PASSAGE SHOWN START

Tuesday, March 29, 2011

I'm too young to feel this old

So, Drill Team and Color guard tryouts kicked-off yesterday and yours truly is in charge of the making-upage of the routines as well as teaching.  So, I made up the routines during my planning and felt pretty good.  That afternoon, I was showing all those girls how it's supposed to be done.  "No, spin that humongous flag this way....lindy this way...kick this high..pas de bourree like this.." After practice I was thinking to myself, "dang, I still got it.  Look at me, I'm not even out of breath or hurting.  Nothing has fallen off." Today: different story.  My right shoulder feels like it is hanging on by a thread.  My calves are so sore that I'm pretty sure I looked like I had some serious walking issues.  Needless to say, I had some seniors helping me today and mostly suspiciously walked around. 

Change of subject but I have to bring it up.  For Christmas, the middle school administration gave us these really cute shirts that say "Don't Make Me Get Out My Red Pen" and I decided to wear mine today.  I went through the entire school day with a jacket on.  I didn't notice until my show choir kids pointed out that my jacket covered up all of the words except, of course, the words "make" and "out".  So, basically, I promoted making-out for an entire school day.  Classy.

Finally, I think I have next year's show choir show set!  Theme: Icon Status.  Envision this: we open with M.J.'s "Black or White", lead into Queen's "Killer Queen", slow it down with Aerosmith's "Angel", hype it back up with Outcast's "Hey Ya", keep up the energy with Brittney's "Toxic" or Lady Gaga's/Madonna's "Born this Way/Vogue" mash-up (only undecided one), and close with Usher's "More". Woooooot.  I'm gonna have fun choreographing those...that is, if I don't fall apart doing it.

The final word of the day.  "Whisper".  Could we all promote this?  Spread it like wildfire.  Teach it to the children of the world.

PASSAGE SHOWN END
RECORDS SUPPLIED START

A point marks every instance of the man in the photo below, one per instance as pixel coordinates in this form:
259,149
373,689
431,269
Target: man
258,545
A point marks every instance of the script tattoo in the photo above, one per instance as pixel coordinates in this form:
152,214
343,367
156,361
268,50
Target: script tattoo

RECORDS SUPPLIED END

- AIM OF THE EXERCISE: For each statement below, say yes or no to whether it agrees with the blog post, and quote the words from the post that decide it. (a) The writer made up the tryout routines during planning time. (b) The day after the first tryout practice, the writer's left shoulder was sore. (c) The writer noticed the covered shirt words without anyone pointing them out.

- EXERCISE OUTPUT:
(a) Yes: "So, I made up the routines during my planning and felt pretty good."
(b) No: "My right shoulder feels like it is hanging on by a thread."
(c) No: "I didn't notice until my show choir kids pointed out that my jacket covered up all of the words"